Nobody expected the Spanish Inquisition

by Adrià Salvador and Jon Roozenbeek

In the final article of our series on Catalonia, Adrià Salvador and Jon Roozenbeek respond to Jose Piquer in light of the increasingly repressive crackdown on pro-independence Catalans, and the absence of condmenation by European institutions. This series has been commissioned by the Forum on Geopolitics at the University of Cambridge.

After a string of nerve-wracking events surrounding the Catalan independence referendum and ensuing declaration of independence by the Catalan regional parliament in October, the political hurricane seems to be slowly settling in Spain. Most of the Catalan government is either in exile or in prison, its acting government is under Madrid’s control, and candidate after candidate proposed by the Catalan parliament is declared unfit to be inaugurated as president by Spanish courts.

* * * *

◆ **Directive 1**:
Answer these from the article on Catalonia:
(a) Who wrote the article?
(b) Which body commissioned the series?
(c) In what month did the Catalan regional parliament declare independence?
◆ **Directive 2**: Print the part of the article on Catalonia that begins at the words "In the final" and stops after "by Spanish courts.".
◆ **Directive 3**: Name every person mentioned in the article on Catalonia.

◆ **Supplied material**:
* * * *

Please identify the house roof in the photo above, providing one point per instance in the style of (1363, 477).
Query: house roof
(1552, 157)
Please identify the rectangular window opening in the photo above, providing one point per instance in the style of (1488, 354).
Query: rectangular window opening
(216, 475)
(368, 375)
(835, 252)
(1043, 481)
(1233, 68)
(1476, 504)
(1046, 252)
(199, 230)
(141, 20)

* * * *

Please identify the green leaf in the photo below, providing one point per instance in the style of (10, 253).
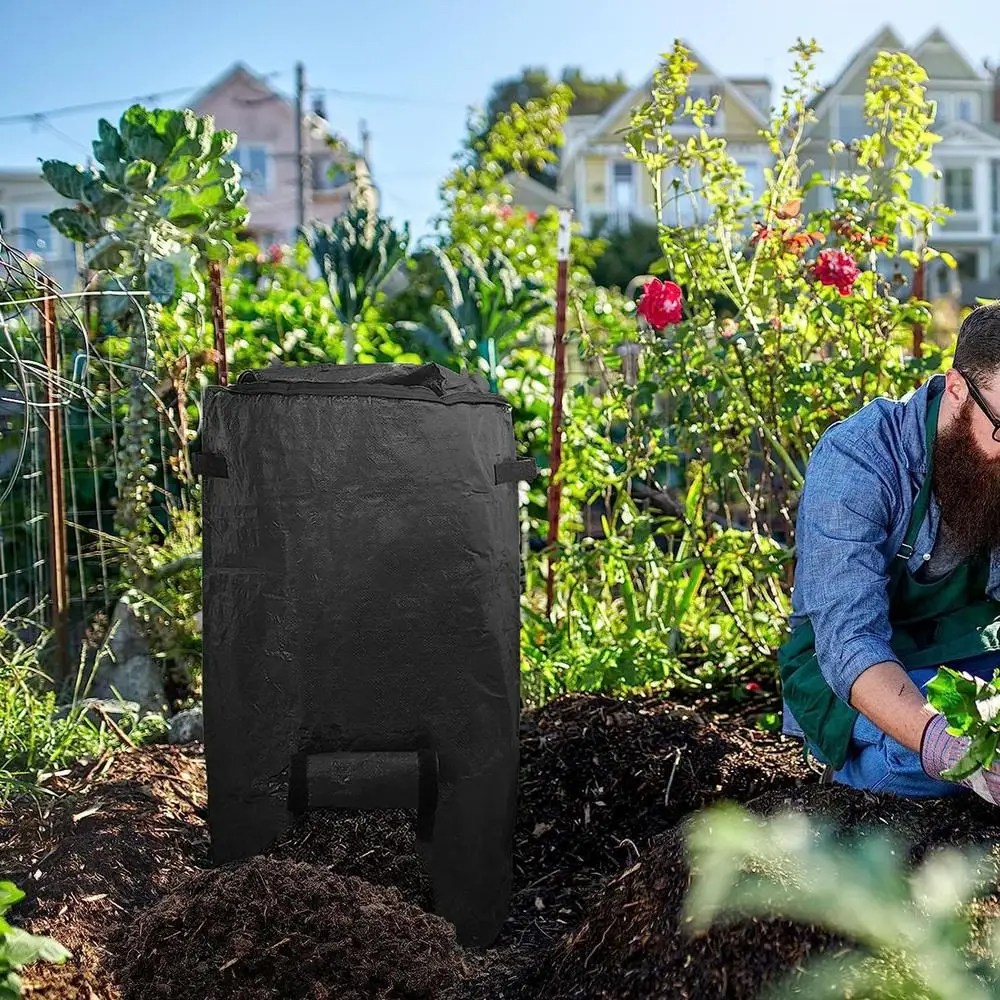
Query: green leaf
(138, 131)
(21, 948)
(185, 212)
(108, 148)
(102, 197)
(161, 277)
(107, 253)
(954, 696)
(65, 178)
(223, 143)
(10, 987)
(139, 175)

* * * *

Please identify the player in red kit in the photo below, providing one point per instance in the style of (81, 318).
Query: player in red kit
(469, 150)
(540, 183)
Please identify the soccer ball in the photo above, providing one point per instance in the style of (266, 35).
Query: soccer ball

* * * *

◆ **Exercise solution 1**:
(a) Adrià Salvador and Jon Roozenbeek
(b) The Forum on Geopolitics at the University of Cambridge
(c) October

◆ **Exercise solution 2**:
In the final article of our series on Catalonia, Adrià Salvador and Jon Roozenbeek respond to Jose Piquer in light of the increasingly repressive crackdown on pro-independence Catalans, and the absence of condmenation by European institutions. This series has been commissioned by the Forum on Geopolitics at the University of Cambridge.

After a string of nerve-wracking events surrounding the Catalan independence referendum and ensuing declaration of independence by the Catalan regional parliament in October, the political hurricane seems to be slowly settling in Spain. Most of the Catalan government is either in exile or in prison, its acting government is under Madrid’s control, and candidate after candidate proposed by the Catalan parliament is declared unfit to be inaugurated as president by Spanish courts.

◆ **Exercise solution 3**:
Adrià Salvador
Jon Roozenbeek
Jose Piquer